(Extracted data Opens)

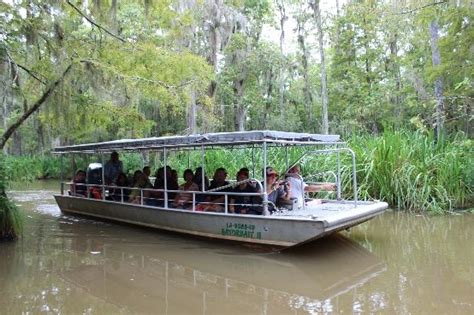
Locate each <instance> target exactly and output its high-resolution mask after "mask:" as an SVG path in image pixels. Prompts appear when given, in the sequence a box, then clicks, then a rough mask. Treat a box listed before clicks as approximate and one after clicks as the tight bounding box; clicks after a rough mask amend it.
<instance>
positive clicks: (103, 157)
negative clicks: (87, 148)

(Extracted data Closes)
(Extracted data Opens)

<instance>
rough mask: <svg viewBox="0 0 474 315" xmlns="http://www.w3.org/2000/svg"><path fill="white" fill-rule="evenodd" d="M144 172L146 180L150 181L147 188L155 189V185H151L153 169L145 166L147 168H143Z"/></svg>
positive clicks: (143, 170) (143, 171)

(Extracted data Closes)

- [Assignment]
Edit the entries starting with the line that contains "Locate each <instance>" and going on through the line that contains "negative clicks: (87, 148)". Change "exactly" to "precisely" and leave everything else unchanged.

- [Result of this task]
Locate each <instance> target precisely and output its high-resolution mask after "mask:" as an SVG path in image pixels. Prompts appear when given, in the sequence a box, then clicks, then a rough mask. Treat a box listed before clicks as approximate and one after clicks as the tight bounding box; clicks after a rough mask amend it.
<instance>
positive clicks: (103, 157)
negative clicks: (87, 148)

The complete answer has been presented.